TO BE DONE -> List, in order, every step that the CI currently performs according to the cache debugging thread.

=== TEXT ===

I think I cracked the puzzle, after lots of remote debugging (or at least most of it). Currently, the CI does lake exe cache get, compiles anything that is out of date, then uses lake exe cache put to put the new files on the server. For unknown reasons, the server acquired a file with the correct cache hash (i.e. 123.ltar file name) but the incorrect lake hash (stored in the first few bytes of the file). Because of this, lake sees the affected files as being out of date and recompiles them in CI. Then lake exe cache put runs, and because it is not set to overwrite the cache, even though we have new oleans, because the old cache file is still there we do not pack some new files to replace it. Then we upload all the cache files back to the server, preserving the out of date hash.

Kevin Buzzard (Sep 12 2023 at 11:38):

Nice! Do you have a solution?

=== MATERIAL ===

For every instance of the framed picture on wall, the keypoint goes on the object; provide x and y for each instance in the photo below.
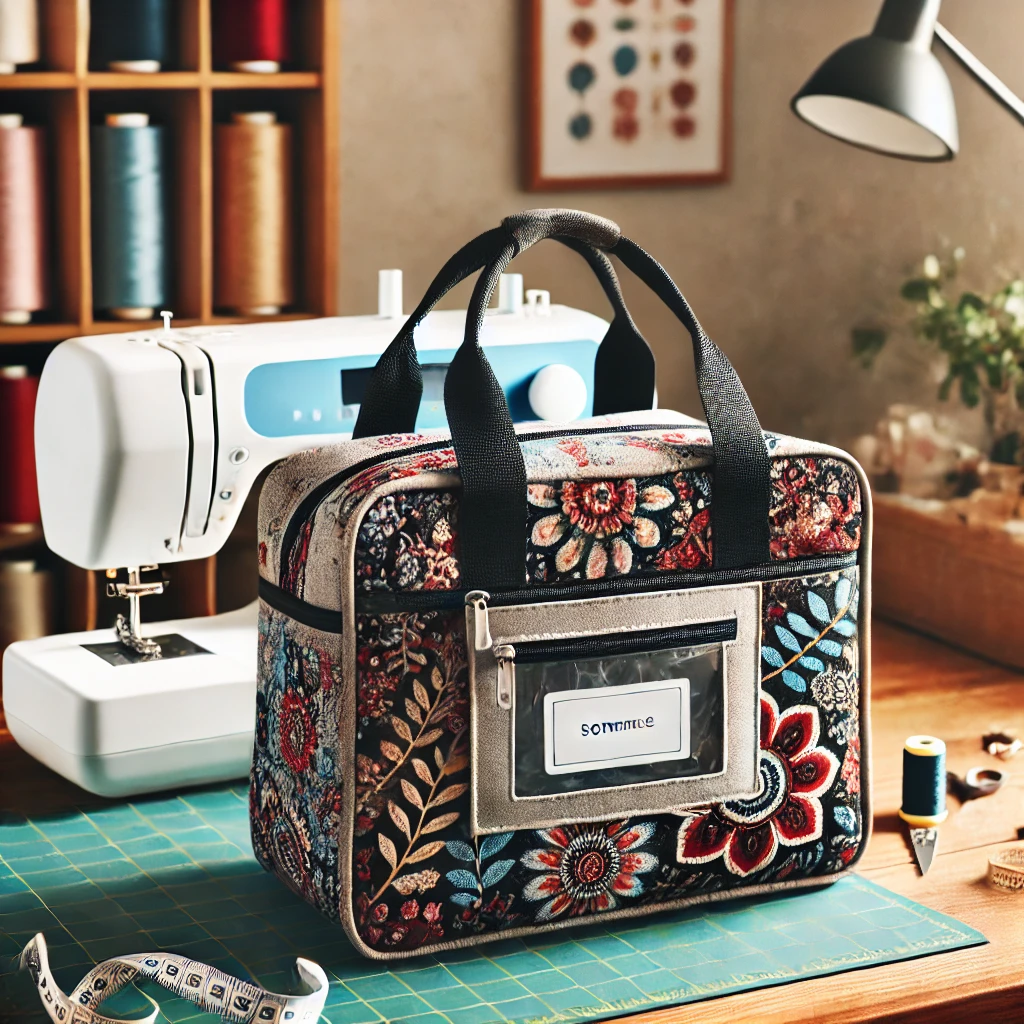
(628, 92)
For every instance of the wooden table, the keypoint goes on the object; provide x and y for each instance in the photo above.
(919, 686)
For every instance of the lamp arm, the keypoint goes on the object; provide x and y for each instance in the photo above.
(993, 84)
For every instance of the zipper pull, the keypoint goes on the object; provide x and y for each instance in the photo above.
(477, 600)
(506, 675)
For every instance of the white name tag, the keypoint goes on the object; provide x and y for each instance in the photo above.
(614, 726)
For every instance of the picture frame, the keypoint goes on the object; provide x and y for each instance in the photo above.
(628, 93)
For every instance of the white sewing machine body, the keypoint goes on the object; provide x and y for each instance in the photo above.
(146, 445)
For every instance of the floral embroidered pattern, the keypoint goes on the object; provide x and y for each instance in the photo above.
(588, 528)
(295, 797)
(613, 527)
(795, 773)
(420, 877)
(587, 868)
(815, 507)
(408, 541)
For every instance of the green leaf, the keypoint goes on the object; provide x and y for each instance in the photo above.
(971, 303)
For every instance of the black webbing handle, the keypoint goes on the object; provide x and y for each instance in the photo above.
(493, 507)
(391, 401)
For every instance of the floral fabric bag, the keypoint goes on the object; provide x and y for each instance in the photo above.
(511, 682)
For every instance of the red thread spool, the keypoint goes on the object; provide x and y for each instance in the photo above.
(251, 35)
(18, 493)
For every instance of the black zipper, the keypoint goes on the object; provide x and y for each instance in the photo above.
(382, 602)
(580, 648)
(329, 620)
(308, 506)
(325, 620)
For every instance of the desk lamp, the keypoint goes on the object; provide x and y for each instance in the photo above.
(887, 92)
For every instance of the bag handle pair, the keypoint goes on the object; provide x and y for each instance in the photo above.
(493, 506)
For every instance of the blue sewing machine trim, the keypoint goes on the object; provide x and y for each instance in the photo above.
(322, 396)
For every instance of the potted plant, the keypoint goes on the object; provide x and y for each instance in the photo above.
(982, 341)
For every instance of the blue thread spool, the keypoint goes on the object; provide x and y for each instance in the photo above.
(129, 219)
(924, 782)
(130, 37)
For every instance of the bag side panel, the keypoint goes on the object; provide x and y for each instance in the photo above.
(420, 880)
(295, 792)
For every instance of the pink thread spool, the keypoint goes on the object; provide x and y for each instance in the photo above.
(24, 285)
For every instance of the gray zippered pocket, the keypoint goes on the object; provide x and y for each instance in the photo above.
(586, 710)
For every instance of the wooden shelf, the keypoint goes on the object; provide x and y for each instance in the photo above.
(39, 80)
(73, 96)
(69, 96)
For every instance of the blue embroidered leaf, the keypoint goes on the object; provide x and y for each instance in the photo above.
(818, 607)
(786, 639)
(465, 880)
(493, 844)
(497, 871)
(794, 681)
(801, 625)
(460, 850)
(845, 818)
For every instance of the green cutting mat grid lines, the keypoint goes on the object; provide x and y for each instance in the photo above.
(178, 873)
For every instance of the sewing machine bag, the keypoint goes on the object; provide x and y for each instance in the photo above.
(512, 680)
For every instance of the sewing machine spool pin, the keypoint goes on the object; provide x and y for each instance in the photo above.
(129, 631)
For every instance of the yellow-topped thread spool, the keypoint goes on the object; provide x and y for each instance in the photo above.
(924, 782)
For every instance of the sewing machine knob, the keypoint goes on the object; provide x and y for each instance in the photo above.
(557, 393)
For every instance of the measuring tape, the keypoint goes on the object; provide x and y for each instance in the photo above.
(214, 991)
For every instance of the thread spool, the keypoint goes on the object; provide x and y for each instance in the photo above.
(18, 493)
(924, 782)
(129, 219)
(253, 195)
(26, 602)
(18, 34)
(251, 35)
(130, 37)
(24, 233)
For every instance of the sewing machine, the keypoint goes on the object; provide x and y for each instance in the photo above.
(146, 445)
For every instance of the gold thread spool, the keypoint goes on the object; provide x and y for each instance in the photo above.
(26, 602)
(253, 190)
(1006, 869)
(23, 220)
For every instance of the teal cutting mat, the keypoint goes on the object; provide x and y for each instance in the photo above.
(178, 873)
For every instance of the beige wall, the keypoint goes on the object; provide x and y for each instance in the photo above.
(808, 238)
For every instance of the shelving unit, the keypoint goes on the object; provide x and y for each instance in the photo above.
(68, 95)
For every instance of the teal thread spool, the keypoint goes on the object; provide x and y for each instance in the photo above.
(129, 217)
(924, 782)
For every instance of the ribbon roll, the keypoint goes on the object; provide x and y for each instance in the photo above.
(209, 988)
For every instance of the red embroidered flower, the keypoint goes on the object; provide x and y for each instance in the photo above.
(376, 686)
(588, 867)
(815, 508)
(795, 772)
(692, 517)
(598, 518)
(850, 772)
(298, 737)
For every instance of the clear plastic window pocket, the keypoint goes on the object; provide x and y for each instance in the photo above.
(586, 710)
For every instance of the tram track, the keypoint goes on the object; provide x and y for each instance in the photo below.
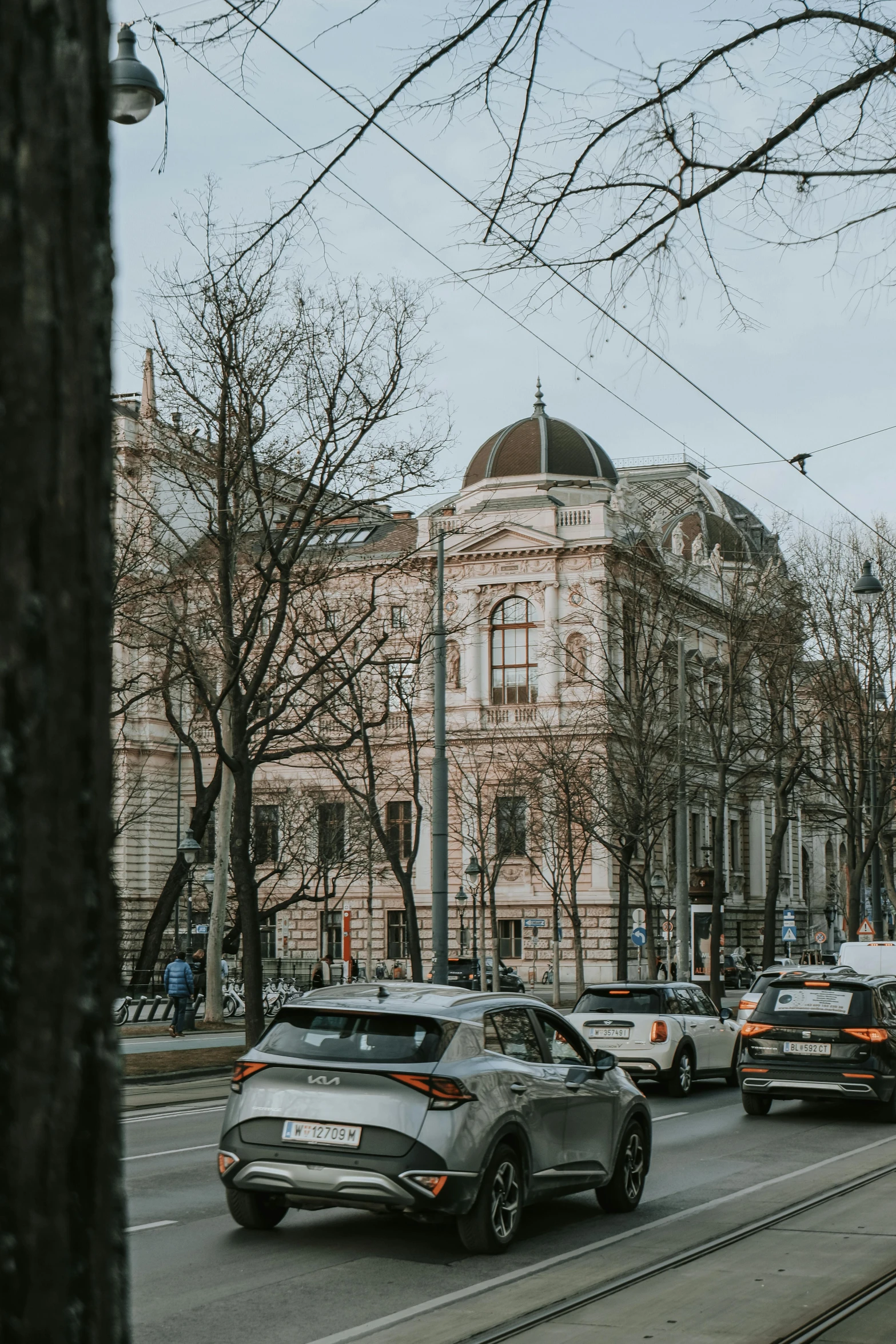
(804, 1335)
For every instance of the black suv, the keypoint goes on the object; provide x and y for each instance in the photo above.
(824, 1034)
(465, 971)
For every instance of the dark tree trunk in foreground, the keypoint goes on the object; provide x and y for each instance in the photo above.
(62, 1270)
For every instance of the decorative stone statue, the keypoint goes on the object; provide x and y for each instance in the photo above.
(679, 539)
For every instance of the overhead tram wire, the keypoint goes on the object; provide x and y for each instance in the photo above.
(541, 261)
(488, 299)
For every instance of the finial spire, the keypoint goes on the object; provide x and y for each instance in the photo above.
(148, 394)
(539, 400)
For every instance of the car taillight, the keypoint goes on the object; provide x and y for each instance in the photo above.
(444, 1093)
(242, 1072)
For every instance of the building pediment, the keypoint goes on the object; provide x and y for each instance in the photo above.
(505, 539)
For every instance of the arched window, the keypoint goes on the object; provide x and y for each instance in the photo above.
(577, 658)
(515, 658)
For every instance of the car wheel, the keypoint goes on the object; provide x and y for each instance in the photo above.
(682, 1077)
(755, 1105)
(887, 1111)
(625, 1188)
(257, 1211)
(495, 1219)
(731, 1077)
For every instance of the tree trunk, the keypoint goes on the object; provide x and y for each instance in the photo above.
(622, 914)
(160, 918)
(248, 901)
(218, 913)
(413, 931)
(775, 851)
(62, 1270)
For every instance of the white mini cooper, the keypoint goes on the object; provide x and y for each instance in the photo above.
(662, 1032)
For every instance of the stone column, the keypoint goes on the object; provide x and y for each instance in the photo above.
(550, 654)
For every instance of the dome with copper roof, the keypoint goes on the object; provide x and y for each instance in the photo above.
(540, 447)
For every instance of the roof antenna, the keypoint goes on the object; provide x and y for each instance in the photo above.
(539, 400)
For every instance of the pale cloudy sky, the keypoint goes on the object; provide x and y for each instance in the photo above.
(816, 370)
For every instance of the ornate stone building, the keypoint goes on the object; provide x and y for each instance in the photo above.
(525, 544)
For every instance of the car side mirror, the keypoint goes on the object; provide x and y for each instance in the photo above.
(604, 1062)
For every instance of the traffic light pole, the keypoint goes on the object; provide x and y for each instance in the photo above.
(440, 780)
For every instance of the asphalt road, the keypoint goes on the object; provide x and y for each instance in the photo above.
(198, 1277)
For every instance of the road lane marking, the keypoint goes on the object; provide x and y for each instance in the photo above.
(171, 1115)
(168, 1152)
(513, 1276)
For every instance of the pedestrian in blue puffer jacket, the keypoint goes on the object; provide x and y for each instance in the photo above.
(179, 987)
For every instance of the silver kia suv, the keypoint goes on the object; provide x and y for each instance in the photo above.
(433, 1103)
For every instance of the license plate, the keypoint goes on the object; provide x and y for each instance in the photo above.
(313, 1132)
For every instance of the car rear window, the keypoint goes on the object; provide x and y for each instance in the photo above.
(806, 1005)
(621, 1000)
(359, 1038)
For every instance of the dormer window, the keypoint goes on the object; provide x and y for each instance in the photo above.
(515, 658)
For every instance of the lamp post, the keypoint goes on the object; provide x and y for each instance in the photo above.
(867, 590)
(461, 902)
(473, 871)
(209, 884)
(189, 850)
(133, 89)
(659, 888)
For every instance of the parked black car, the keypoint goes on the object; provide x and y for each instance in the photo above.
(465, 971)
(821, 1034)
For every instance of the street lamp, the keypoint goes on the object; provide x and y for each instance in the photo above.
(189, 851)
(133, 89)
(461, 902)
(475, 874)
(867, 590)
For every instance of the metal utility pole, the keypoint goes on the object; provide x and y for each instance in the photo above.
(683, 900)
(440, 780)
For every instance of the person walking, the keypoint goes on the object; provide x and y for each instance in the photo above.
(179, 987)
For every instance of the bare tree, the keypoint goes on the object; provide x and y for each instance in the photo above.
(385, 772)
(284, 406)
(62, 1273)
(851, 681)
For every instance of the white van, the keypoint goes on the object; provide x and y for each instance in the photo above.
(870, 959)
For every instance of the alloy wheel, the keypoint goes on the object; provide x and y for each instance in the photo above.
(505, 1200)
(635, 1166)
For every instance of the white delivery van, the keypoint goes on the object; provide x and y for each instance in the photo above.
(870, 959)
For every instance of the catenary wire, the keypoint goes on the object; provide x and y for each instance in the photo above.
(546, 264)
(488, 297)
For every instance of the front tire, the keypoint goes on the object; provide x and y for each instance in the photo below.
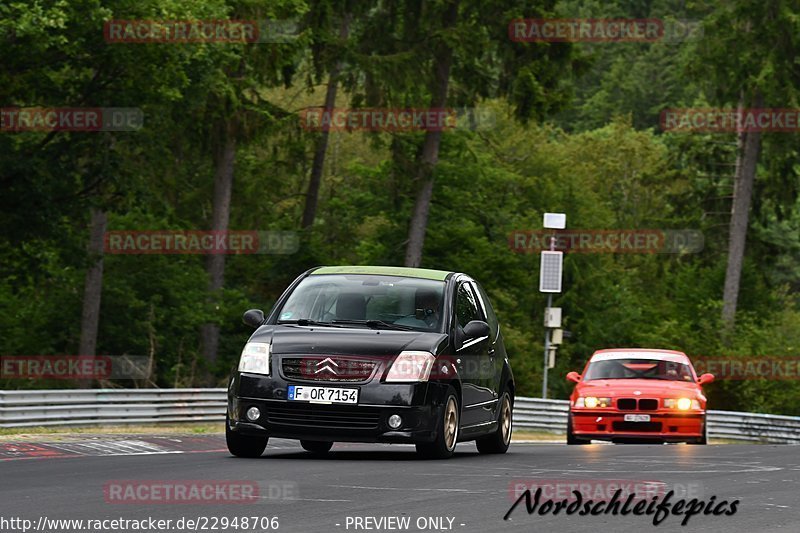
(446, 430)
(499, 441)
(316, 447)
(244, 445)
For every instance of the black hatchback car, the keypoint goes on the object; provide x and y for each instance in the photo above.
(374, 354)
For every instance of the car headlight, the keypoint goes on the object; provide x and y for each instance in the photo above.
(255, 358)
(411, 366)
(682, 404)
(591, 402)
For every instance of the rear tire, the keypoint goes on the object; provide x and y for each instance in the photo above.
(244, 445)
(499, 441)
(571, 438)
(446, 430)
(317, 447)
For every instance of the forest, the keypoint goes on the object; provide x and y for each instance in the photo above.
(224, 134)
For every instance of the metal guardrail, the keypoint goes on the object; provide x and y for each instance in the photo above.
(87, 407)
(551, 415)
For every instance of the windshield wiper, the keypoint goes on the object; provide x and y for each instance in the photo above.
(308, 322)
(375, 324)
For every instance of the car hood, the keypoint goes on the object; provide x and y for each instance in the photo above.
(346, 341)
(629, 387)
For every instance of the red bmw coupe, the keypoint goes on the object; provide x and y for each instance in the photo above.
(634, 394)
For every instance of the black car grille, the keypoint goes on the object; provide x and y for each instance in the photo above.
(654, 427)
(322, 416)
(630, 404)
(321, 368)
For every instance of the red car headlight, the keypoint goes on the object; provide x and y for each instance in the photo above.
(592, 402)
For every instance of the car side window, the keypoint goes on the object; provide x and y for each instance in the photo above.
(466, 305)
(491, 318)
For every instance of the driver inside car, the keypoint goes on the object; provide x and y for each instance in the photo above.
(426, 313)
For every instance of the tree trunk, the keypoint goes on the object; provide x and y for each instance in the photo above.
(310, 210)
(93, 288)
(746, 161)
(443, 59)
(223, 183)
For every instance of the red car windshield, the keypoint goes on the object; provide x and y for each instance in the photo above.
(638, 369)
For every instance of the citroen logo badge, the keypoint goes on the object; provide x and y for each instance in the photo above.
(325, 364)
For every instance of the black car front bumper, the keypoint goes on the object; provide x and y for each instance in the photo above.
(419, 405)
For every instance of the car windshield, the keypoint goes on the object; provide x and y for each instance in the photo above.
(638, 369)
(363, 300)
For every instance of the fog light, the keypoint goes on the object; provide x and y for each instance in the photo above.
(395, 421)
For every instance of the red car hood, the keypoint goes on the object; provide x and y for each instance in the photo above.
(627, 387)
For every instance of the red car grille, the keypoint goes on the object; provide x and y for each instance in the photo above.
(631, 404)
(636, 427)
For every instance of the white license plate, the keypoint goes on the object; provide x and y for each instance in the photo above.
(304, 393)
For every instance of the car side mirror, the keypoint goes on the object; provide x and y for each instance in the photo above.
(253, 317)
(476, 329)
(705, 379)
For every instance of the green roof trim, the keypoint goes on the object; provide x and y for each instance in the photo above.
(424, 273)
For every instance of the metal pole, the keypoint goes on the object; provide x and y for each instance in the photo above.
(546, 351)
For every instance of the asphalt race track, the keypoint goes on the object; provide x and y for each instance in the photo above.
(357, 485)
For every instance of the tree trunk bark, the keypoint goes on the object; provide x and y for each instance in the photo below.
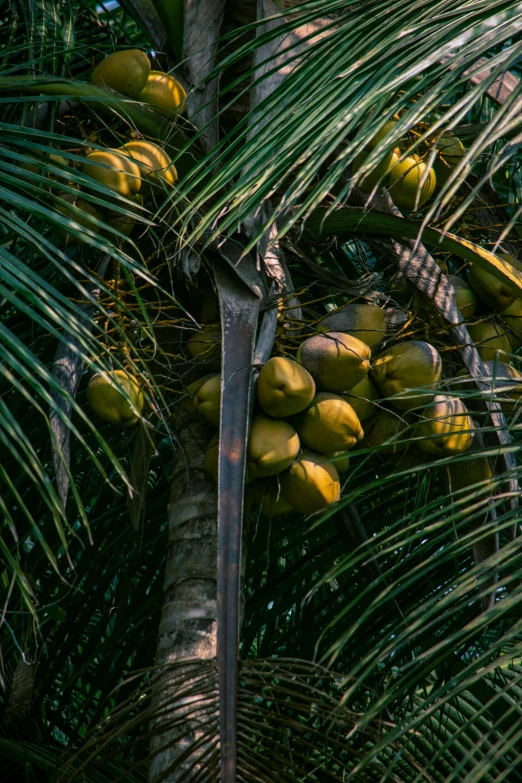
(187, 634)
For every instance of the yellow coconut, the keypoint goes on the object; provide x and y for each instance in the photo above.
(155, 165)
(450, 153)
(207, 400)
(329, 424)
(163, 92)
(205, 345)
(273, 445)
(113, 170)
(126, 72)
(446, 427)
(284, 387)
(270, 498)
(386, 431)
(408, 365)
(362, 398)
(491, 340)
(336, 361)
(491, 290)
(80, 217)
(116, 397)
(366, 322)
(405, 183)
(311, 484)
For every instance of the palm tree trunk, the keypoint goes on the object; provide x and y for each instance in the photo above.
(187, 631)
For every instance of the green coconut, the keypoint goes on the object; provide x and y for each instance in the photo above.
(362, 398)
(284, 387)
(405, 183)
(126, 72)
(115, 396)
(336, 361)
(407, 365)
(446, 427)
(311, 484)
(207, 399)
(329, 424)
(270, 499)
(273, 445)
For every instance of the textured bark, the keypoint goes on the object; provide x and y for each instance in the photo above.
(416, 263)
(188, 620)
(201, 27)
(67, 369)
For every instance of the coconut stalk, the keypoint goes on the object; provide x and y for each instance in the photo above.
(67, 368)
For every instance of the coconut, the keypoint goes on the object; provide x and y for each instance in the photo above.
(154, 163)
(405, 183)
(284, 387)
(362, 396)
(329, 424)
(163, 92)
(126, 72)
(366, 322)
(273, 445)
(446, 427)
(408, 365)
(336, 361)
(311, 484)
(116, 397)
(113, 170)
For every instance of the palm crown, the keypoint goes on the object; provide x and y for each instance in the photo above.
(379, 636)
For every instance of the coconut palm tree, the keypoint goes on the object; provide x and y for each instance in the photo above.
(155, 624)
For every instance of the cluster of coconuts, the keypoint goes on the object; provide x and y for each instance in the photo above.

===

TASK RESULT ->
1. Runs lake exe cache get.
2. Compiles anything that is out of date.
3. Runs lake exe cache put to put the new files on the server.